▸ PROBLEM DETAILS
Images are excluded; otherwise, output every record exactly.

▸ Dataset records
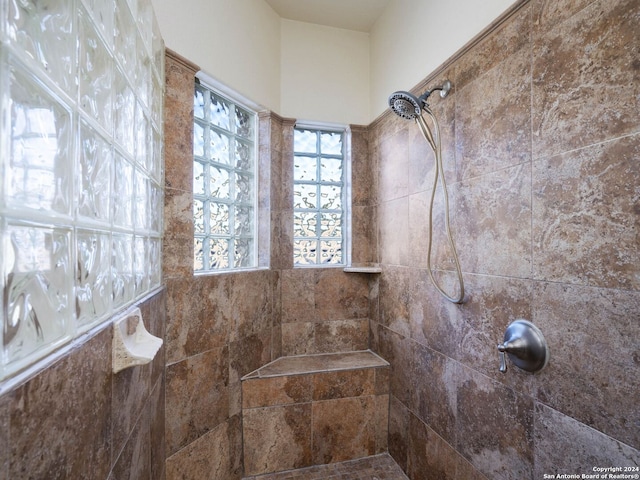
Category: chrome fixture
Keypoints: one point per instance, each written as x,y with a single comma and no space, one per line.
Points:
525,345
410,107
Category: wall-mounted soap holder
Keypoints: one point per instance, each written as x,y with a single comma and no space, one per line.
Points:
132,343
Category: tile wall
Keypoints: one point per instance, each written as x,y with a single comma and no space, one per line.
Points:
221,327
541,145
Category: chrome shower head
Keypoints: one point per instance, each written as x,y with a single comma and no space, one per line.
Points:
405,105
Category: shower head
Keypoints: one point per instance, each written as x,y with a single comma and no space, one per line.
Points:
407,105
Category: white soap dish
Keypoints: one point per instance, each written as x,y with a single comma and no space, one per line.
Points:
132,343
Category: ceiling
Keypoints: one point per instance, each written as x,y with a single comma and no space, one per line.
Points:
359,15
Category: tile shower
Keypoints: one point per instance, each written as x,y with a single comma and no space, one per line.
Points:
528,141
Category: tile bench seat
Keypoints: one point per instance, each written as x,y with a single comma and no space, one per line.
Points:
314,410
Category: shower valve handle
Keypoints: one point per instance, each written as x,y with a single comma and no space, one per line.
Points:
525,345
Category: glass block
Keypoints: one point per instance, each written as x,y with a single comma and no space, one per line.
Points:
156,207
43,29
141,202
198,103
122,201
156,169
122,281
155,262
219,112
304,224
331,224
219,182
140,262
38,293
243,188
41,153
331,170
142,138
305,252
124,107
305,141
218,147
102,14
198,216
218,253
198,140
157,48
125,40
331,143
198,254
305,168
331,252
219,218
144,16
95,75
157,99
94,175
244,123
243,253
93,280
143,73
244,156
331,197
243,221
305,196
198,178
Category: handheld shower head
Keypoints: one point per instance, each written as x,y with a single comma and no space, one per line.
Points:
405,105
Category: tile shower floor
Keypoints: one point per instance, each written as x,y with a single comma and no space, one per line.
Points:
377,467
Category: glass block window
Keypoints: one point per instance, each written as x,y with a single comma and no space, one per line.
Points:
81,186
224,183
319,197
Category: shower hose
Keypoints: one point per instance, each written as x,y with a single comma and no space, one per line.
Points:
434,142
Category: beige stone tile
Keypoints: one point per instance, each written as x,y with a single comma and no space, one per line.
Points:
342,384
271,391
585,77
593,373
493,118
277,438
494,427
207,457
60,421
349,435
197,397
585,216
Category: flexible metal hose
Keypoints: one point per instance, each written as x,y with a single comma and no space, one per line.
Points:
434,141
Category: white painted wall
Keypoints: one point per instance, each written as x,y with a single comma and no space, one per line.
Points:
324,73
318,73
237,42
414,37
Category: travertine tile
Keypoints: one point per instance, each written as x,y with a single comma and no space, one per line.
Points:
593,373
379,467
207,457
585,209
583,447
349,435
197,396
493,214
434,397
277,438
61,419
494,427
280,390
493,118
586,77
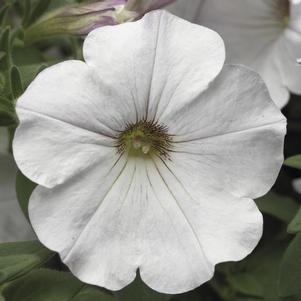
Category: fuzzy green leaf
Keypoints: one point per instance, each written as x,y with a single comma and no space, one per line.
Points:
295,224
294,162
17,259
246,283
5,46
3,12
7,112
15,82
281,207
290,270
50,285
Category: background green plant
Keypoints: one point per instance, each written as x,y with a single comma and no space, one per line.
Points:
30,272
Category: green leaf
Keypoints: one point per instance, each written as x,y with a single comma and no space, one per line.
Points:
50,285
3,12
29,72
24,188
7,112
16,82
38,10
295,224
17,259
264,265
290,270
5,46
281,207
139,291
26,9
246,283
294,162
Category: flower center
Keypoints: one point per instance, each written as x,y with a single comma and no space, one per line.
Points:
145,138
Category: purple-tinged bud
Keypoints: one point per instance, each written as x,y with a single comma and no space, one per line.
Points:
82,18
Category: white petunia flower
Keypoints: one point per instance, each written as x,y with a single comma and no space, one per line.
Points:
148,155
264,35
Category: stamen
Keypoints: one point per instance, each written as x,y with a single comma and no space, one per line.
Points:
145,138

▸ SOLUTION
Category: chrome fixture
Keypoints: one point per instance, each written as x,y with a single comma and no space, one per line.
Points:
525,345
410,107
Category: wall-mounted soap holder
Keypoints: one point per instance, each written as x,y with a single comma and no space, one per line.
Points:
132,343
Category: tile wall
Keypoints: one point per instance, each written as x,y with a single comma and no space, one per line.
Points:
221,327
541,145
Category: chrome shower head
Keypoints: one point per instance, each written as x,y with a single comma and no space, one per line.
Points:
405,105
Category: shower head
Keypoints: one point per instance, each written as x,y with a single comma and no space, one per line.
Points:
407,105
Category: white soap dish
Keypoints: one point per instance, each written as x,y with a single comma and no space, one per line.
Points:
132,343
Category: ceiling
Keypoints: one point per instance, each written as x,y with a single comma and no space, one per line.
Points:
359,15
Category: tile shower
Keypoints: one point per instance, each written as x,y with a single comma and no space, one per line.
Points:
528,141
Category: tile bench seat
Keypoints: one point per instance, each written as x,y with a single comma and no space, one per line.
Points:
314,410
Category: shower valve handle
Keypoints: one point per instance, each written as x,y with a single comma and no space, one per line.
Points:
525,345
Category: glass block
Keypoints: one point per instance, each written as x,y with a single comma and no space, one per line.
Points:
156,207
43,29
141,202
198,103
122,201
156,169
122,281
155,262
219,112
304,224
331,224
219,182
140,262
38,293
243,188
41,153
331,170
142,138
305,252
124,107
305,141
218,147
102,14
198,216
218,253
198,140
157,48
125,40
331,143
198,254
305,168
331,252
219,218
144,16
95,75
157,99
94,175
244,123
243,253
93,280
143,73
244,156
331,197
243,221
305,196
198,178
Category: handheld shower head
Keypoints: one point per instance, each written as x,y with a single comma and no space, one per line.
Points:
405,105
Category: tile shower floor
Keypoints: one point per instance, each written as x,y with a single comma and no space, one per line.
Points:
377,467
Category: glass block window
Keypoints: one point per instance, each written as x,y with a single comma and no space, one per line.
Points:
81,186
224,183
319,197
Category: shower hose
Keypoints: one point per instance, each written as x,y with a single comma and no space, one per line.
Points:
434,142
Category: beige stone tile
Keypoints: one point per instance, each written as x,y with a single comma and no space, one per line.
Points:
342,384
271,391
585,77
593,373
493,118
277,438
494,427
207,457
60,421
349,435
197,397
585,216
Category: flexible metal hose
Keypoints: one point per instance, each written as x,y with a single comma and no space, one per line.
Points:
434,141
Category: white painted wall
Keypoints: one point per instance, each written as x,y with a single comma and no space, one per line.
Points:
324,73
318,73
237,42
414,37
Category: travertine tile
Keypoints: one point per instance, each written as x,y with a single comma and no space, one per line.
Points:
593,373
379,467
207,457
585,209
583,447
349,435
197,396
493,214
434,397
277,438
61,419
494,427
280,390
493,118
586,77
Category: fuzzy green leaf
Keypoints: one point per instance, each written as x,y with a single comma and no space, one per line.
Points:
295,224
294,162
17,259
246,283
5,46
3,12
7,112
15,82
281,207
290,270
50,285
Category: background green plant
Keypoints: one point per instance, each written as x,y with a single comma and no space, one per line.
Points:
30,272
Category: green leaf
Keypoints: one point per instance, each written as x,y with a single comma and no space, one per line.
Points:
50,285
3,12
29,72
24,188
7,112
16,82
38,10
295,224
17,259
264,265
290,270
5,46
281,207
139,291
26,9
246,283
294,162
Category: flower center
Keypoints: one point per instance, each written as x,y with a single comma and no space, one per line.
Points:
145,138
Category: purple-tinged bud
Keypoints: one point per instance, each written as x,y with a single comma and no space, one per line.
Points:
82,18
Category: white petunia flower
Keypoints: one point per instance, each written as x,y with a single comma and no space, one per line.
Points:
148,155
264,35
Category: stamen
Keypoints: one point per instance, each written as x,y with a single comma and no space, one per line.
Points:
145,138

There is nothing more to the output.